### PASSAGE
######

HSC Clarifies when Counsel Opens the Door and Re-emphasizes the Need for Merger Instructions
State v. Lavoie (HSC November 22, 2019)
Background. Marlin Lavoie was charged with murder in the
second degree, carrying or using a firearm in the commission of a separate
felony, being a felon in possession of a firearm or ammunition, and place to
keep loaded firearms. The charges stem from the killing of Lavoie’s girlfriend
and the mother of his four children, Malia Kahalewai on Molokai. Lavoie moved
prior to trial to preclude prior bad acts in which Lavoie injured or threatened
to hurt Kahalewai. Judge Joseph E. Cardoza of the circuit court granted the
motion; the prosecutor noted that “should the door be opened” it would ask to revisit
the pretrial ruling.
The Trial. Nicole Aea, a friend of
Kahalewai testified that Kahalewai was living with Lavoie and their children in
the remote Honouliwai Valley. She had been staying with her and her other
friends for a few days. On the night of the shooting, Aea was with Kahelwai and
her friends when Lavoie came over to the apartment. Lavoie repeatedly asked
Kahalewai to come out so he could talk to her. He said that the children missed
her. Kahalewai told him no and asked him to go away. Lavoie started to cry.
The group moved to a porch
and were joined by two other women. Lavoie remained at the bottom of the porch
teary eyed and asking Kahalewai to come home. Kahalewai began telling Lavoie
things like “I no love. I no like be with you.” “Go be with a guy.” “F—k you,
f----t, f—k, I no love you f----t, you ugly.” Lavoie pleaded with her to come
home. The conversation ended with Kahalewai told Lavoie, “you should find a guy
because this b---h not going to take care of you anymore.” Lavoie would later
tell a detective that after that he just snapped.
Lavoie went to his vehicle
and retrieved a rifle. He shot Kahalewai in the chest at close range. She was
transported to the Molokai General Hospital and died soon after that. Lavoie
later explained to the police that he “freaked out,” ran away, and hid in the
bushes. He later turned himself into the police. He said that he had no plans
to kill Kahalewai he “just lost his mind” and “darkness took over[.]”
Trial Court Concludes
Lavoie Opens the Door to Prior Acts of Abuse. During Aea’s cross-examination,
Lavoie’s counsel elicited testimony that there were arguments between Lavoie
and Kahalewai “over the course of their relationship.” When that would happen,
Kahalewai would leave Lavoie’s house for a couple days and stay with friends. Sometimes
she would stay away for a week and a half to two weeks. Sometimes she would go
to Oahu. After that the prosecutor announced that Lavoie had opened the door to
prior bad acts. The prosecutor stated that “at least some of the arguments
involved a prior abuse” and that Kahalewai was leaving to get away from Lavoie.

######

### GIVEN ENTRIES
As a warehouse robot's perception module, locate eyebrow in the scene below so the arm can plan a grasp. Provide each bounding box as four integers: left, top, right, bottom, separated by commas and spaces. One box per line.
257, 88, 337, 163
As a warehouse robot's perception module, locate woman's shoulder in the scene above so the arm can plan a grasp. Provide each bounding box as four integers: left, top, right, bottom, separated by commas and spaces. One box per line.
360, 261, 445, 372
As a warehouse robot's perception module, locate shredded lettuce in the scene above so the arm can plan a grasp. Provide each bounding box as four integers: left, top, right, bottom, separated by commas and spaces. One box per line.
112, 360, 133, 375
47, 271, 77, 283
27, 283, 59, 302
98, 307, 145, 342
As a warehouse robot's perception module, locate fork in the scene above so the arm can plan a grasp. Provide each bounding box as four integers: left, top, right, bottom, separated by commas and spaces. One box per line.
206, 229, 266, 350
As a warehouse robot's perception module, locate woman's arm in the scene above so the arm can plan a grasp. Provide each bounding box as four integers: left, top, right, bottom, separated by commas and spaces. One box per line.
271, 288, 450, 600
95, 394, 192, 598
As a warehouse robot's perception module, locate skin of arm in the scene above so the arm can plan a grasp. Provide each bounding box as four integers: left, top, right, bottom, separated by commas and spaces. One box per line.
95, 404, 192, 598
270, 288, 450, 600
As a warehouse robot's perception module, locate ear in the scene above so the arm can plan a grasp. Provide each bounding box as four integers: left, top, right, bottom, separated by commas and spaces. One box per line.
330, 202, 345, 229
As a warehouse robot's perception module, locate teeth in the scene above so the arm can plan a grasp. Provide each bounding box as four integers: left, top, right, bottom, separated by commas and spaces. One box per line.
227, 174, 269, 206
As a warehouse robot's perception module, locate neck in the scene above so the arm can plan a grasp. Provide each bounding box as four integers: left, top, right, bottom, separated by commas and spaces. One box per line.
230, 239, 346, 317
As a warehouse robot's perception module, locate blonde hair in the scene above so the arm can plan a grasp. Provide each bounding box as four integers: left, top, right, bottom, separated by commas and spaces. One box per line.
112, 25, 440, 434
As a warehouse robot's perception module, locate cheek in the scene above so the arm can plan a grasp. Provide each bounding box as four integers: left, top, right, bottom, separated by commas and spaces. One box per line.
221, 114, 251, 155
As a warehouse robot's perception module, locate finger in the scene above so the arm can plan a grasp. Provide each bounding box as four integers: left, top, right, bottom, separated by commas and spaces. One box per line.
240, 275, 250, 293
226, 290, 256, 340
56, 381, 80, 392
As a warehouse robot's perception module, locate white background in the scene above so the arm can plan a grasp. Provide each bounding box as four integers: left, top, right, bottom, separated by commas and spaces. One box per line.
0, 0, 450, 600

######

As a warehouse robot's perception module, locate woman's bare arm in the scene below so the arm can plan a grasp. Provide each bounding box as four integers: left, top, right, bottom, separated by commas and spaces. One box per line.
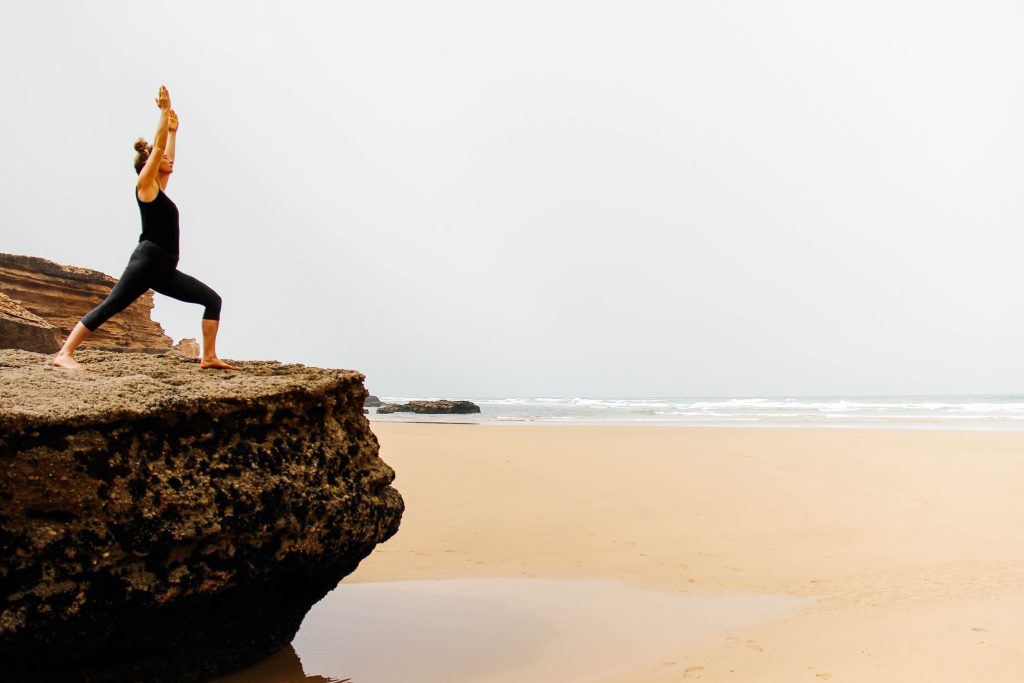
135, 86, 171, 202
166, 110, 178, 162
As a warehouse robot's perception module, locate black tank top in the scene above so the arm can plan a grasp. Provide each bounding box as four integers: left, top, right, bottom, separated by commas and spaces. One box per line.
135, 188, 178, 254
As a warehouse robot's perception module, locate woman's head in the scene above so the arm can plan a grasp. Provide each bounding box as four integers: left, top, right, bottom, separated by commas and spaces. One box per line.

######

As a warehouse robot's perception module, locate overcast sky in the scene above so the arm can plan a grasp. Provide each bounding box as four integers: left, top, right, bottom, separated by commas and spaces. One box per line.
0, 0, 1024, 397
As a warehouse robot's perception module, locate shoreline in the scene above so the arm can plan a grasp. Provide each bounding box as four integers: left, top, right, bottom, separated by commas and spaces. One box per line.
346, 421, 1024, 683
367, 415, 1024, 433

######

### TO DO
1. Please copy from the case summary above, beginning at the words "The group moved" and ending after "he just snapped.".
2. Answer these questions using the case summary above:
(a) Which judge granted Lavoie's pretrial motion to preclude prior bad acts?
(b) To which hospital was Kahalewai taken after she was shot?
(c) During whose cross-examination did Lavoie's counsel draw out testimony about arguments between Lavoie and Kahalewai?

### SOLVED PROBLEMS
1.
The group moved to a porch
and were joined by two other women. Lavoie remained at the bottom of the porch
teary eyed and asking Kahalewai to come home. Kahalewai began telling Lavoie
things like “I no love. I no like be with you.” “Go be with a guy.” “F—k you,
f----t, f—k, I no love you f----t, you ugly.” Lavoie pleaded with her to come
home. The conversation ended with Kahalewai told Lavoie, “you should find a guy
because this b---h not going to take care of you anymore.” Lavoie would later
tell a detective that after that he just snapped.

2.
(a) Judge Joseph E. Cardoza of the circuit court
(b) Molokai General Hospital
(c) Nicole Aea's